▶ Detalhes do problema: Copie do trecho fornecido, sem mudar nada, a parte que começa nas palavras "Caso real: a" e para logo depois de "para discutir tratamento.".

▶ Trecho fornecido:
Talvez a melhor maneira de fazer quem fuma entender o risco que corre, seria ver de perto o sofrimento causado por essa droga. O pensamento humano sempre é o de “nunca vai acontecer comigo”, raciocínio esse que faz com que a indústria do tabagismo fature milhões por ano. Por isso, em vez de falar sobre os males do cigarro, optei por contar a história do Sr João, que consultei semana passada. Com exceção do seu nome, tudo aqui é verdade.
Caso real: a história do tabagismo e câncer do sr. João
João tem 42 anos. Procurou atendimento em 2011, com uma ferida na boca. Fumava desde os 12 anos, e na época consumia um maço de cigarros ao dia. Essa ferida doía muito, ficava atrás dos dentes e prejudicava sua alimentação. Já com o diagnóstico de câncer, compareceu ao médico para discutir tratamento.

[Entradas do conjunto de dados]
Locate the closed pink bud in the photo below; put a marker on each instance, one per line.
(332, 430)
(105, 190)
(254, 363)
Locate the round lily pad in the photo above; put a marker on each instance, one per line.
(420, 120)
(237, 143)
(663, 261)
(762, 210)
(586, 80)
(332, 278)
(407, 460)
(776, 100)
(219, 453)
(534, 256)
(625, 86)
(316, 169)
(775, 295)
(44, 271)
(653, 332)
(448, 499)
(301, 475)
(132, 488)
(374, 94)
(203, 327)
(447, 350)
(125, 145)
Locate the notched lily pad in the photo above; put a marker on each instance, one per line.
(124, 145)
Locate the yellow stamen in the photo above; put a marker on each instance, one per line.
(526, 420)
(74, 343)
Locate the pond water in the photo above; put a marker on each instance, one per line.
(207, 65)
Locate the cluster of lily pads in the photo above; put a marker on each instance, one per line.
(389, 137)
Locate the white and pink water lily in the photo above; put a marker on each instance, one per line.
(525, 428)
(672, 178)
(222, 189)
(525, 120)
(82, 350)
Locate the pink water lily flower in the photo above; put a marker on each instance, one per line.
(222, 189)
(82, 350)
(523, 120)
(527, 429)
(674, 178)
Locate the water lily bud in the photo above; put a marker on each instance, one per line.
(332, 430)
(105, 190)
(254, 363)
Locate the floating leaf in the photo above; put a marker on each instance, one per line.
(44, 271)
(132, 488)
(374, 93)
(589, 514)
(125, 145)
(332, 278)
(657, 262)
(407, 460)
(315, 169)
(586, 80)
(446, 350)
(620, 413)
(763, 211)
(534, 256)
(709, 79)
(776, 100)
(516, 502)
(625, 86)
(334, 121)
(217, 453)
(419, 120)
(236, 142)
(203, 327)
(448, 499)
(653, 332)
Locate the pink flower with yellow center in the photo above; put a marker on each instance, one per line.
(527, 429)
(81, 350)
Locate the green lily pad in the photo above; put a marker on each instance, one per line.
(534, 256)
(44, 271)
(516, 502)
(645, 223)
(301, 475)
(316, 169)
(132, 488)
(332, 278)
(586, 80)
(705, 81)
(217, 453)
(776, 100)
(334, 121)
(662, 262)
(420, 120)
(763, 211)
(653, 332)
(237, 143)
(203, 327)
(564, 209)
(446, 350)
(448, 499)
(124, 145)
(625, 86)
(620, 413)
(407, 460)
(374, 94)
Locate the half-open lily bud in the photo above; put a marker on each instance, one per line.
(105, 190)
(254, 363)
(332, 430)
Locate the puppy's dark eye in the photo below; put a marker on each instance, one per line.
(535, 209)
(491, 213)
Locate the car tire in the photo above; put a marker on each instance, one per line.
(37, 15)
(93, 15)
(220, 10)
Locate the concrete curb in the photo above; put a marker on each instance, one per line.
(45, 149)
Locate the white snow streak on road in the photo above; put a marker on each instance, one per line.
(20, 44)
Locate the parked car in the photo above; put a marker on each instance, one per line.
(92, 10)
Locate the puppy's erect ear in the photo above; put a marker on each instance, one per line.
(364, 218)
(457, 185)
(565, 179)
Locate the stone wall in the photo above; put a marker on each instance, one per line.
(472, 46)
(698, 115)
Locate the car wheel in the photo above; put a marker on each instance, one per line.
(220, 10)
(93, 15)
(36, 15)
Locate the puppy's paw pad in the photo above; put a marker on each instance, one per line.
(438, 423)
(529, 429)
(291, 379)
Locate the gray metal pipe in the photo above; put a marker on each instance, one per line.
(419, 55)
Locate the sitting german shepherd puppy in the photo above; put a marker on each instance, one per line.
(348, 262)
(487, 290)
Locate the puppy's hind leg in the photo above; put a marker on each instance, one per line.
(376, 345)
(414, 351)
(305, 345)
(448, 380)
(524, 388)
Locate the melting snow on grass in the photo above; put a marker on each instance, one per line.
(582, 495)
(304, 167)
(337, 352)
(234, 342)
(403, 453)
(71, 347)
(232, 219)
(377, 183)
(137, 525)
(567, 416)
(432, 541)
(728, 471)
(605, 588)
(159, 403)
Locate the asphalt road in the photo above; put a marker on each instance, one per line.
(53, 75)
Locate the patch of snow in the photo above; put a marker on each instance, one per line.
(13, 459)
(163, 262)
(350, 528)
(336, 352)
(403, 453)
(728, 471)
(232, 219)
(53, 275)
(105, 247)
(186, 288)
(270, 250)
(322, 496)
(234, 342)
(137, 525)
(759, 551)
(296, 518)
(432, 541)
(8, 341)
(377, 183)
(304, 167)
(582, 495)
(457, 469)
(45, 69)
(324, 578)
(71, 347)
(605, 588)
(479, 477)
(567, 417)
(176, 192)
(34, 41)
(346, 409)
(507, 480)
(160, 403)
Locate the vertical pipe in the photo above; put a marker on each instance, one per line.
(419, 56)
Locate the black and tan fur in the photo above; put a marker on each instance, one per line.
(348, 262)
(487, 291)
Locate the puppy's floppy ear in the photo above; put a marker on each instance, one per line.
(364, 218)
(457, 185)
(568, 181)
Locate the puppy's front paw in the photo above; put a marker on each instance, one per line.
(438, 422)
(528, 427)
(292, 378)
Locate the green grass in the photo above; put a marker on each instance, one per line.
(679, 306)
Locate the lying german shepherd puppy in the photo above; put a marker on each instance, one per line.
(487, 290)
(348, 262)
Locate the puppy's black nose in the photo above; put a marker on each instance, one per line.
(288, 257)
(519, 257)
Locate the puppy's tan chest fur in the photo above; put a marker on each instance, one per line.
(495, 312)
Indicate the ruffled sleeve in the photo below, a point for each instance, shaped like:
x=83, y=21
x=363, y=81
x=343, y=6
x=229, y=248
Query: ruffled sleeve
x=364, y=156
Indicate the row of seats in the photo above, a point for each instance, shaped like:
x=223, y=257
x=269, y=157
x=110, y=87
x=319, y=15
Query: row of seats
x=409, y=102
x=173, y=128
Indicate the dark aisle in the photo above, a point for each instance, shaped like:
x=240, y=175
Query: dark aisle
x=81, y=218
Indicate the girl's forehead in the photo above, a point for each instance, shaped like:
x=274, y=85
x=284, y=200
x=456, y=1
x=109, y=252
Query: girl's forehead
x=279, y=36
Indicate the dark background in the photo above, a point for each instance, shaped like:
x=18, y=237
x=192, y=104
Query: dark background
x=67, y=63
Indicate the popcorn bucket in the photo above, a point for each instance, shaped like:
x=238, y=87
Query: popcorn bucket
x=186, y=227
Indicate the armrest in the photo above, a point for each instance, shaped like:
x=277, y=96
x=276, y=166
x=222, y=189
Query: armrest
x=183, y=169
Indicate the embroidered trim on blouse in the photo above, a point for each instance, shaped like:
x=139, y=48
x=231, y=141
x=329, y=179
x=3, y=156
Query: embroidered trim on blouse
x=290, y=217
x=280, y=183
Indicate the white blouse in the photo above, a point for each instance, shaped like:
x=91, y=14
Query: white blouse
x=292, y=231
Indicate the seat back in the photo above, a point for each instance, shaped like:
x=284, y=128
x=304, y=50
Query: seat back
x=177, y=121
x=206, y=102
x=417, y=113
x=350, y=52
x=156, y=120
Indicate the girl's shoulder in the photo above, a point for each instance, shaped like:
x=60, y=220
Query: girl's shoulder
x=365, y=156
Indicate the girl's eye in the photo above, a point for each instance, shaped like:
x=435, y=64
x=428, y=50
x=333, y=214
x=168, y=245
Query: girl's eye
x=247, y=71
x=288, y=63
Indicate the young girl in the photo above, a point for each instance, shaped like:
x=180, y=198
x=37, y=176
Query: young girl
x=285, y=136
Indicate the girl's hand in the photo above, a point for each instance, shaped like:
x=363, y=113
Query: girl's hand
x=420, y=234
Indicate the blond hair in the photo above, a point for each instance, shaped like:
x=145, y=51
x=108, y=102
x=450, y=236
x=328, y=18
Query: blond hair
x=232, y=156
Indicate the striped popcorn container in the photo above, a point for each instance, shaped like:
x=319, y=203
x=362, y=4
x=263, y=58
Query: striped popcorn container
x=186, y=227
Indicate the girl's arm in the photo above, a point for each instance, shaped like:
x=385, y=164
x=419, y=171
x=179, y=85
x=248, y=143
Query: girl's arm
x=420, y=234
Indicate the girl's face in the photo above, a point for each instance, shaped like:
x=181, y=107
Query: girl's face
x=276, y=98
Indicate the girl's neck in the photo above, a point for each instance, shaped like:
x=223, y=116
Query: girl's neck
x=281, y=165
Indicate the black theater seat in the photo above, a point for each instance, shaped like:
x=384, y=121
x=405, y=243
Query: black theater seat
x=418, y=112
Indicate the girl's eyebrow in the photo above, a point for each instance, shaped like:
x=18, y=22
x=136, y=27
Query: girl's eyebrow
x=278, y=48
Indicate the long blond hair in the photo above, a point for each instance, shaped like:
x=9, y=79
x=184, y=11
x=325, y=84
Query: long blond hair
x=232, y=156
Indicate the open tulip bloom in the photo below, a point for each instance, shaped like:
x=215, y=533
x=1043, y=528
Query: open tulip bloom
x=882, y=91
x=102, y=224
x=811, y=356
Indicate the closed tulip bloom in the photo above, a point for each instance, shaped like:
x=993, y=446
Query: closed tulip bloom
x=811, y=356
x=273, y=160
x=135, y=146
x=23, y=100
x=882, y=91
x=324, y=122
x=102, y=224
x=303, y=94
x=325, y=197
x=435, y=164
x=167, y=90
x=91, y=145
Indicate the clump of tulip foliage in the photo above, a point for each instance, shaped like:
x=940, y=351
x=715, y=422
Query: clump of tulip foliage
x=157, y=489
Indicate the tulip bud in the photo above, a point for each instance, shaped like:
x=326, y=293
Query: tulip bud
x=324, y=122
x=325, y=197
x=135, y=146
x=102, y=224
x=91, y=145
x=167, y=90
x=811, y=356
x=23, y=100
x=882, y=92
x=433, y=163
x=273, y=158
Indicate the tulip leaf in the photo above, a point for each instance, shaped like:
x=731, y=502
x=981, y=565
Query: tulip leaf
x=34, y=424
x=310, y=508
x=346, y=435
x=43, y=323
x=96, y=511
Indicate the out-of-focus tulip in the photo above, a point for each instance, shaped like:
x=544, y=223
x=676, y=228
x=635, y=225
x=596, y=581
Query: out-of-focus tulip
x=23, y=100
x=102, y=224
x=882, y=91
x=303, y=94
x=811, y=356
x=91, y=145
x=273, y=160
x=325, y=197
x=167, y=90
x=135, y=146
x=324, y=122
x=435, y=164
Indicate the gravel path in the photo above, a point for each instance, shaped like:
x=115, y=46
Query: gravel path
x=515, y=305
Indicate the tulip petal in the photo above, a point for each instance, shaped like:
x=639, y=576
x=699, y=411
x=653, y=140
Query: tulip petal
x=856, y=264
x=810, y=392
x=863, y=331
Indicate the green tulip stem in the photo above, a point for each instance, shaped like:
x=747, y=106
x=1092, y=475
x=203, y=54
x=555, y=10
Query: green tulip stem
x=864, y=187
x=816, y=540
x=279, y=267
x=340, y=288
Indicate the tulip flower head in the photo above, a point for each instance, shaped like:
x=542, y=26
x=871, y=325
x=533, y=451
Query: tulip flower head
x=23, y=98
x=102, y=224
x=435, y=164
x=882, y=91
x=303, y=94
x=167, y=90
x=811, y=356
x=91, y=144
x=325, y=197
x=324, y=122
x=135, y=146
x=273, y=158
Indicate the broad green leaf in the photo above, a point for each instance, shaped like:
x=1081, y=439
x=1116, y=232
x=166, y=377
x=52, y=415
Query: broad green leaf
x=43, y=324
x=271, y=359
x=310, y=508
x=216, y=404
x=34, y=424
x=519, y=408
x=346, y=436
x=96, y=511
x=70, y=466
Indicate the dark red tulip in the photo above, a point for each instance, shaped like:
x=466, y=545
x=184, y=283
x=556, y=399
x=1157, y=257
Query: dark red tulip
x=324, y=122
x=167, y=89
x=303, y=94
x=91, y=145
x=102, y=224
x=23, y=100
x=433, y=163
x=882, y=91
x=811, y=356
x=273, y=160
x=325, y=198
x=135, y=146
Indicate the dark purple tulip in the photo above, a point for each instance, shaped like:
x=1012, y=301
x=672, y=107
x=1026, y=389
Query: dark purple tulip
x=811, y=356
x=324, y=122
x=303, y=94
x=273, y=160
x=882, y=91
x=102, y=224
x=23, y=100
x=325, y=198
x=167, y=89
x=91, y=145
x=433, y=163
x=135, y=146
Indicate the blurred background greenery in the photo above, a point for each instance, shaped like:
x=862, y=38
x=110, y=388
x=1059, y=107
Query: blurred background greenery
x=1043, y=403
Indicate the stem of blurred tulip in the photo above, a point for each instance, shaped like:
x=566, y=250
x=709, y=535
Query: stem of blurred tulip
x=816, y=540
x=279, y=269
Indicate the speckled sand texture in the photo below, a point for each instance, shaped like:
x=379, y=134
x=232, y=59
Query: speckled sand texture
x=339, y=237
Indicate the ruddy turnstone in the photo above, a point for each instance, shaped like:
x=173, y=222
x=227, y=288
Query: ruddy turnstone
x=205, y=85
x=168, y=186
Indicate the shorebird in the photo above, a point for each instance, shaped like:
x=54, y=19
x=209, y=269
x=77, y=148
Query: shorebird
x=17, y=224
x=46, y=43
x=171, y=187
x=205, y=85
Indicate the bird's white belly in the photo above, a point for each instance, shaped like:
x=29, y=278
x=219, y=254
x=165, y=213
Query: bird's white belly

▶ Resposta abaixo:
Caso real: a história do tabagismo e câncer do sr. João
João tem 42 anos. Procurou atendimento em 2011, com uma ferida na boca. Fumava desde os 12 anos, e na época consumia um maço de cigarros ao dia. Essa ferida doía muito, ficava atrás dos dentes e prejudicava sua alimentação. Já com o diagnóstico de câncer, compareceu ao médico para discutir tratamento.